__Extract__.
===
Tuesday, 18 November 2014

Hutt River Trail – Silverstream to Totara Park

Last Sunday, 16 November, we were joined by my sister and her husband to ride the Hutt River Trail from Silverstream to the Totara Park Bridge. This time we all rode folding bikes. John and I rode our new electric folders, and Aimée and Neil rode the original ones.

John and I rode our e-bikes without electric assist (i.e. with the dial set to 0), so that we would not have an unfair advantage over Aimée and Neil. However, I must admit that I enjoyed using the throttle to give me a boost to go zipping past them occasionally. Because the e-bike is heavier than I’ve been used to, I did tend to trail behind the others, so the throttle boost came in very handy to catch up without having to slog my guts out.

The Hutt River Trail just north of the Silverstream bridges (photo by John)

I don’t know who built these “cairns”, but they’ve been there for years (photo by John)

Approaching the Totara Park Bridge. The cabbage trees look gorgeous when they flower
 (photo by John)

When we got to the Totara Park Bridge, we debated whether we should get off the trail and ride into Upper Hutt for a coffee, but Aimée was feeling tired, and opted for turning around and going back to the cars. She has been very busy potting, and both had worked hard in the garden the previous day, getting everything looking good for her Pottery Open Weekend (refer my last blog post).

On the way back, we had to go through one of those irritating zig-zag gates – designed to stop hoons and their trail bikes. I found it quite tricky to manoeuvre through this gate with the new bike, as the back of it is very heavy to lift as you work your way around the zigzag. And as I was trying to steer the front end through, my left hand accidentally tweaked the throttle, resulting in the bike nearly rearing up! Woah!

I think this place is called Moonshine Park (photo by John)

By the time we got back to the cars, we had biked 18 km. We agreed to head into Lower Hutt to the Janus Bakkerij for lunch. The young man who brought us our food offered to take a photo of us all.

Lunch at Janus Bakkerij (photo by a café staffer with John's camera)
===
__What the task requires__.
Quote the passage from the Hutt River Trail post word for word, starting at "Hutt River Trail –" and ending at "my guts out.".

__Provided material__.
===
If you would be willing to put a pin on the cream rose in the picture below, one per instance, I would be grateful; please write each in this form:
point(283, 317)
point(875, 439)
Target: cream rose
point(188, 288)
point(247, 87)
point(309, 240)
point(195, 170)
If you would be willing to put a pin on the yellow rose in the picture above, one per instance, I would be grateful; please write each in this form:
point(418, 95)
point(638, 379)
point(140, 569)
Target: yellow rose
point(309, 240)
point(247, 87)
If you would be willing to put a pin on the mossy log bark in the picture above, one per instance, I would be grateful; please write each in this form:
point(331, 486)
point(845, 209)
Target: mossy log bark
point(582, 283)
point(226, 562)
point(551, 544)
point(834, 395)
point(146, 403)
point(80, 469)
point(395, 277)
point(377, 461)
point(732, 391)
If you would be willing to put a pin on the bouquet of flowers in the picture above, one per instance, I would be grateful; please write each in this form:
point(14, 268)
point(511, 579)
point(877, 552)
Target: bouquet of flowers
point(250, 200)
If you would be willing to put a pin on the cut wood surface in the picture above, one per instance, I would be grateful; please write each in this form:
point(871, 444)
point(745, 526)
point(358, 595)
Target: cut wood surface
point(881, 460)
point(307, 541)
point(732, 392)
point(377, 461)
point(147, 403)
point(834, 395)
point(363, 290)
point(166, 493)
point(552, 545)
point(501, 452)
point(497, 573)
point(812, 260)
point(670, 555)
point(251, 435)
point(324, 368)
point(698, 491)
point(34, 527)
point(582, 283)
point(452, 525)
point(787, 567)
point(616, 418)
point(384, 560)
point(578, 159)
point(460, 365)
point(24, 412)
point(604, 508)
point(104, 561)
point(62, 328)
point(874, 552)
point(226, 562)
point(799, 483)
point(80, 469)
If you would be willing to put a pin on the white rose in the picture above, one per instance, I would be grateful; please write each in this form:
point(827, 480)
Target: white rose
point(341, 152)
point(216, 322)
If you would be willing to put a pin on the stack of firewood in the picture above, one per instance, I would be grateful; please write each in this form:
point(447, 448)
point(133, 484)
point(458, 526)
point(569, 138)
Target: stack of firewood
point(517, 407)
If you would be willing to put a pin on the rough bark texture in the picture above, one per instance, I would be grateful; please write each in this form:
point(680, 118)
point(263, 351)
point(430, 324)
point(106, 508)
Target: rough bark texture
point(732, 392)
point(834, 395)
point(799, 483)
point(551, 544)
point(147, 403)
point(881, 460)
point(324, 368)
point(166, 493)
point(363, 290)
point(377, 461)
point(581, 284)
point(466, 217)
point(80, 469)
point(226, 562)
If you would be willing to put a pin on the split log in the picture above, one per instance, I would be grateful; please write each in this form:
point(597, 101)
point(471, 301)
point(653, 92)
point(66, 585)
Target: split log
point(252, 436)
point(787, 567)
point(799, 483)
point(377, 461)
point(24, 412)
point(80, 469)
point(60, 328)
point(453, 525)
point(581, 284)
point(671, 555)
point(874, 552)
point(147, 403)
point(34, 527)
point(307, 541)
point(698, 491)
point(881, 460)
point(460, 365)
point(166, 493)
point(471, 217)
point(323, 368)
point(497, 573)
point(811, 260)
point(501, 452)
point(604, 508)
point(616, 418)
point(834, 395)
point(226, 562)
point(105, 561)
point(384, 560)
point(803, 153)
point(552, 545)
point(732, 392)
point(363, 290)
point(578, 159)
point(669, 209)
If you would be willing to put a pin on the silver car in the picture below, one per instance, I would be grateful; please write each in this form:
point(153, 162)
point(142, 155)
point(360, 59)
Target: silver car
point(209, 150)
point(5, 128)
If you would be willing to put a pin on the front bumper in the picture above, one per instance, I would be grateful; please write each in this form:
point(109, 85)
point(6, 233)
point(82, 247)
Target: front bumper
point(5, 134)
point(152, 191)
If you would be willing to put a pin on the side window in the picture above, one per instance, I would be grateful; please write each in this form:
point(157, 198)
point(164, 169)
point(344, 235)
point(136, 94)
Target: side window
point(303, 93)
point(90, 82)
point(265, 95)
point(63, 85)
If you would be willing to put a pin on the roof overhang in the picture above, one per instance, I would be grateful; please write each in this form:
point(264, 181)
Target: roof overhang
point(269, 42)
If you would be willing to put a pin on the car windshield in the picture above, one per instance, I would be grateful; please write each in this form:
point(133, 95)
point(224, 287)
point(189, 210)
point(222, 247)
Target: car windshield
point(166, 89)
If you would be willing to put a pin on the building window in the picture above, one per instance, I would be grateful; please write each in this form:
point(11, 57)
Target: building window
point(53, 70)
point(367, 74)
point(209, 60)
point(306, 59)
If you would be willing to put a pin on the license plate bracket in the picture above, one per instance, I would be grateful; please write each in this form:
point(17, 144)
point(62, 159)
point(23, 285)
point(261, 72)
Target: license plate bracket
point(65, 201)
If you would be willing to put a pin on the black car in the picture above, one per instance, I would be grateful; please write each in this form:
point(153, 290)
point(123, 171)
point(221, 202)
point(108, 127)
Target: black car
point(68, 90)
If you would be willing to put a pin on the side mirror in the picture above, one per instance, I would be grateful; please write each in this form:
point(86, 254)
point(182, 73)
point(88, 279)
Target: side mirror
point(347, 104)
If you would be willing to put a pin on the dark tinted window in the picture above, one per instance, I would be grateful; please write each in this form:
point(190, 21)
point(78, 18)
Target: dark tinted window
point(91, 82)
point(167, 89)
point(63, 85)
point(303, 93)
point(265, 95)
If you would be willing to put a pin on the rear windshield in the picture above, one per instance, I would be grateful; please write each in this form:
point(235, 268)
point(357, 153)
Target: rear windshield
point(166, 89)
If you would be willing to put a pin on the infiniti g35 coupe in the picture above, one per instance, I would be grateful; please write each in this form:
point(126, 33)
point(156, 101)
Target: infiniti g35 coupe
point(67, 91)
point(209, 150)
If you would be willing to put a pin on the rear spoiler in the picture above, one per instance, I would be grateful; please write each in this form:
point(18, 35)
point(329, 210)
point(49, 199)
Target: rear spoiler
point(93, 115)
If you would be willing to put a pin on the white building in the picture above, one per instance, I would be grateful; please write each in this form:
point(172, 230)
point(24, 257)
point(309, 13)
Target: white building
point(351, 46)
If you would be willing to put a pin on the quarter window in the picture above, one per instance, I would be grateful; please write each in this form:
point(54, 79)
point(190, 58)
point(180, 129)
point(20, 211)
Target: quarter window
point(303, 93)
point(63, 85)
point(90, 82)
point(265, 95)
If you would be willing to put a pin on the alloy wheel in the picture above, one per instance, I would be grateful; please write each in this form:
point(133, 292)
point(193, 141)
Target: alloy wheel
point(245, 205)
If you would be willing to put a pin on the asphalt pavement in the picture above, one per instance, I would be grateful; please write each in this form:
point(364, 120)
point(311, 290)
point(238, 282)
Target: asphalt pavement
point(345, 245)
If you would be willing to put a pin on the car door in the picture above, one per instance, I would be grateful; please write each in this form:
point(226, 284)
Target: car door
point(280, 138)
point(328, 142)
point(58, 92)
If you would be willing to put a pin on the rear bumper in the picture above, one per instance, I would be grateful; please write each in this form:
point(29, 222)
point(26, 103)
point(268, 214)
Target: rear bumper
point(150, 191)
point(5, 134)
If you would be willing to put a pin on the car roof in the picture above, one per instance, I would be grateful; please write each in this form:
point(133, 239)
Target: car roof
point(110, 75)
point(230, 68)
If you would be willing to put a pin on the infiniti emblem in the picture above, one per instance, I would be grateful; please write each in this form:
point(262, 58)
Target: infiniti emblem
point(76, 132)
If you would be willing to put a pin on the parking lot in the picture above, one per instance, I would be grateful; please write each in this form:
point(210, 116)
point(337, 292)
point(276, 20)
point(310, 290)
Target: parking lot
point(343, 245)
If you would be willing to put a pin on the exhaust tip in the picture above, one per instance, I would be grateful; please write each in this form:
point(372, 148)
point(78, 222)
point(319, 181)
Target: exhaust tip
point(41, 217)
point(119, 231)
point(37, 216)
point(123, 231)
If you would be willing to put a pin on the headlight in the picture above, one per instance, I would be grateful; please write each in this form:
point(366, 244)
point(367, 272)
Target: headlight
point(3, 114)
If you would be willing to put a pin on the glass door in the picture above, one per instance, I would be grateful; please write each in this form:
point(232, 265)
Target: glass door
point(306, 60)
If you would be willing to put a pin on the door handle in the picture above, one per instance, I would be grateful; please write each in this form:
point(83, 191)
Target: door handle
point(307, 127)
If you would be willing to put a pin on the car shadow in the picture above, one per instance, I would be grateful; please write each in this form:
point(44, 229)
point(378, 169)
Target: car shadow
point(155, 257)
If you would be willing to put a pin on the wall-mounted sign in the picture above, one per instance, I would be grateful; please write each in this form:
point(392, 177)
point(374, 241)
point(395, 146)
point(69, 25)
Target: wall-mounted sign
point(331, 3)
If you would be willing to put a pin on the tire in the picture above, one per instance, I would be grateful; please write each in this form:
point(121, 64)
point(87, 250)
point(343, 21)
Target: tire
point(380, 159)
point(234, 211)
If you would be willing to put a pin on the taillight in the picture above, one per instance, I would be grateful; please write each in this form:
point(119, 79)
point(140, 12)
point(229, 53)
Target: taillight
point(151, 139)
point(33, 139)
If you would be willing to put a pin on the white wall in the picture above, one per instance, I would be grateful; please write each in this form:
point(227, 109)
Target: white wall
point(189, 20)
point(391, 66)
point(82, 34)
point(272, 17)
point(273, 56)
===
__Exercise response__.
Hutt River Trail – Silverstream to Totara Park

Last Sunday, 16 November, we were joined by my sister and her husband to ride the Hutt River Trail from Silverstream to the Totara Park Bridge. This time we all rode folding bikes. John and I rode our new electric folders, and Aimée and Neil rode the original ones.

John and I rode our e-bikes without electric assist (i.e. with the dial set to 0), so that we would not have an unfair advantage over Aimée and Neil. However, I must admit that I enjoyed using the throttle to give me a boost to go zipping past them occasionally. Because the e-bike is heavier than I’ve been used to, I did tend to trail behind the others, so the throttle boost came in very handy to catch up without having to slog my guts out.